Fragmento para leer:
--

A qué saben las imágenes que aparecen en pantalla, fragmentos coreográficos de vapor, grasa, cuchillo y pan que cruje, la plancha irradia en sonidos que parecen provocar hambre. Imágenes montadas Jon Favreau en Chef, pero en mi mesa sólo encuentro libreta al centro, vaso tibio de chocolate y sonidos de plaza en las orillas de la ciudad vibra entre villancicos reciclados y conversaciones sobre la próxima cena. La escena insiste en lo incómodo, también se nos ha administrado lo sensible y la memoria se ha convertido en nostalgia empaquetada.

Y aun así en la época, nunca me ha gustado el pavo. Frase que abre la grieta de la educación del paladar, que celebra los sabores correctos, aunque el cuerpo levante una ceja silenciosa, adepto que llega antes de que se nombren las cosas. Pavo y ensalada intocable por las pasas muestran la pertenencia a la masticación disciplinada, nunca dejas de sonreír, se repite el brindis porque no se tomó la foto correcta y como sabemos debe de quedarse para la evidencia del archivo familiar.

Aquí Favreu vuelve ya que insiste en la duración, diálogo que existe entre el fragmento del encuadre y que evidencia al cine como prótesis del gusto: mantequilla rendida, queso derretido, pero dejamos la lengua fuera del cuadro. El sándwich puede repetirse sin cansancio en la pantalla, pero el sabor queda amarrado al cuerpo, a un tiempo y lugar, a la boca que está ahí, sin copia perfecta.

Duele el chocolate perdido, el que puedo recordar la envoltura de colores verde y rojo, como el reno que baila para que te tomes la foto con el trineo del centro comercial pero como sabemos la experiencia se cobra, la atmósfera se empaqueta y lo sensorial se vuelve arquitectura de música, luz y olores a pino. Por eso la herida de la memoria, se pierde en su sabor que se escurre. Al volver la lengua burócrata de formularios aceptamos que la alegría se verifica en nostalgias catalogadas, “si imaginas esto, o lo nombras de esta manera, sentirás aquello” Por eso se habla de cómo las emociones se han adherido a los pasillos del nuevo templo y a los gestos de tomar imágenes antes de cualquier “sabor”.

--

Tareas a realizar:
1. Enumera todo aquello de lo que están hechos los «fragmentos coreográficos» que, según el fragmento, aparecen en pantalla.
2. Responde, por favor, estas preguntas sobre el fragmento:
(a) ¿Qué comida dice la voz del fragmento que nunca le ha gustado?
(b) ¿De qué colores era la envoltura del chocolate perdido?
(c) ¿Qué objeto hay al centro de la mesa?

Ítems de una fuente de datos
--

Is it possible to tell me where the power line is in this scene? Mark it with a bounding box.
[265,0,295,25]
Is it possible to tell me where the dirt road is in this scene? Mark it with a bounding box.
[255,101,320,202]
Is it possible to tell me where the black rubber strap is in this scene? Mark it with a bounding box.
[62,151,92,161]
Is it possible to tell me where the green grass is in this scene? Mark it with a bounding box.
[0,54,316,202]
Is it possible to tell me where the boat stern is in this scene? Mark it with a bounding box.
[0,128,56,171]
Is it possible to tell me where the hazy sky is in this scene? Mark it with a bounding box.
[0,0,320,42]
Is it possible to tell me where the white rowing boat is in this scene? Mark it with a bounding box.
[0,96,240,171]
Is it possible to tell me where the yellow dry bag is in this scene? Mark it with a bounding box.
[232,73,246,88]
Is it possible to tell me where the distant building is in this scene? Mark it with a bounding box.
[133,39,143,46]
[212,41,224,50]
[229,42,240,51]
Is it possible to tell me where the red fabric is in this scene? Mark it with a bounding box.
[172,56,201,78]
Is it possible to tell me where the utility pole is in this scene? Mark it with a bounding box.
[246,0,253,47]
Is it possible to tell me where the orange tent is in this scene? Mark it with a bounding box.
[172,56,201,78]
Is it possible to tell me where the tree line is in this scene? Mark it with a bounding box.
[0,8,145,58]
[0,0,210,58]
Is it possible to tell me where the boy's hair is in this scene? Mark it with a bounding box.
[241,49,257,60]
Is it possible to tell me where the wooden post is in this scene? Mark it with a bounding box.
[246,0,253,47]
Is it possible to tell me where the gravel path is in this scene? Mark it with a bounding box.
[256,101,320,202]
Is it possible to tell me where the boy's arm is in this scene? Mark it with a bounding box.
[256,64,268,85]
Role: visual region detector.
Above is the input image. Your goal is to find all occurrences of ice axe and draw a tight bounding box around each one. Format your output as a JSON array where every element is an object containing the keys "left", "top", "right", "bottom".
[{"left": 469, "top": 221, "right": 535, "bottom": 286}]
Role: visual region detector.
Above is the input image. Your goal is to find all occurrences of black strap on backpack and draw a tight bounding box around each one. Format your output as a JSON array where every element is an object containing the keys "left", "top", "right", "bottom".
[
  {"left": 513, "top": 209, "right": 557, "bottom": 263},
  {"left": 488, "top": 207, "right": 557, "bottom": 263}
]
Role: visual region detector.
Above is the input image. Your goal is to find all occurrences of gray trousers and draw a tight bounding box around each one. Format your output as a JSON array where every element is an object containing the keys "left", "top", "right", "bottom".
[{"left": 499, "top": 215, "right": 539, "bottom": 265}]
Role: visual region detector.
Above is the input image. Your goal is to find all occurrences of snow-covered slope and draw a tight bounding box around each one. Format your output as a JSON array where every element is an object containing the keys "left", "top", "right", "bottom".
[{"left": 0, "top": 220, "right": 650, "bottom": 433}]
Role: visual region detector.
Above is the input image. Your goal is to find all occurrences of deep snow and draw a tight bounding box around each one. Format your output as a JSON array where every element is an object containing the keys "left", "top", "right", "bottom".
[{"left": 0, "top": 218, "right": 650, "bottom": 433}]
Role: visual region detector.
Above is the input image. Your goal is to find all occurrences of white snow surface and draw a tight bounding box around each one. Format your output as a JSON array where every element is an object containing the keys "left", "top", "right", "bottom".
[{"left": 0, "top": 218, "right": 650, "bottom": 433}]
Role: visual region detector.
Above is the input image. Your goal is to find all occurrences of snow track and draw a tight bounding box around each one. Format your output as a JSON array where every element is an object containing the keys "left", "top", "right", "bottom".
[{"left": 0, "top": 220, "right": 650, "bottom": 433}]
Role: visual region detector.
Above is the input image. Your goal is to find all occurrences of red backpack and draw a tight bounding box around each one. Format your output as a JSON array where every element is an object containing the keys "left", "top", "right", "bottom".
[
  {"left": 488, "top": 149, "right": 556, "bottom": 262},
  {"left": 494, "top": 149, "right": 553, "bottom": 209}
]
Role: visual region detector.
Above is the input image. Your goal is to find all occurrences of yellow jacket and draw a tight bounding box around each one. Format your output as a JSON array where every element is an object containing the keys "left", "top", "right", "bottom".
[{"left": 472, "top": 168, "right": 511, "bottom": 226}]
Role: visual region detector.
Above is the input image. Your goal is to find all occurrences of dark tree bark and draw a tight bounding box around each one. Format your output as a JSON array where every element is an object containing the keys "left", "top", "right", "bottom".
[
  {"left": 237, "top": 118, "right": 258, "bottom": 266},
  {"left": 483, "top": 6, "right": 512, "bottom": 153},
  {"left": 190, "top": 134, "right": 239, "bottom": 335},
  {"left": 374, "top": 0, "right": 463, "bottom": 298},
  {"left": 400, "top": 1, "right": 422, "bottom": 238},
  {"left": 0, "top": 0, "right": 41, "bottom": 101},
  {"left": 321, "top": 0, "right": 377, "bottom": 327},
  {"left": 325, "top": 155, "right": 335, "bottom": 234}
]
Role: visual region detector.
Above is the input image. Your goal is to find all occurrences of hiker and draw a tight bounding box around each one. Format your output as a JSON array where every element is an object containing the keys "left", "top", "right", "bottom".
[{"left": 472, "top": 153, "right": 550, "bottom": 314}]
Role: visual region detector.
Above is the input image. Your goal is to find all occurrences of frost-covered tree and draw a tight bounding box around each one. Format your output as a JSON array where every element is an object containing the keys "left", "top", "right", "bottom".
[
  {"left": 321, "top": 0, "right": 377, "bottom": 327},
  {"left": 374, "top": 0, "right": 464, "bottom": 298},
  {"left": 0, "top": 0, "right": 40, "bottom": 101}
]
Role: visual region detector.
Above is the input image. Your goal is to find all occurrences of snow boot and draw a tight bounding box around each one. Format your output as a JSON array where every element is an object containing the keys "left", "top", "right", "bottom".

--

Respuestas por tarea:
1. Vapor, grasa, cuchillo y pan que cruje.

2.
(a) El pavo.
(b) Verde y rojo.
(c) Una libreta.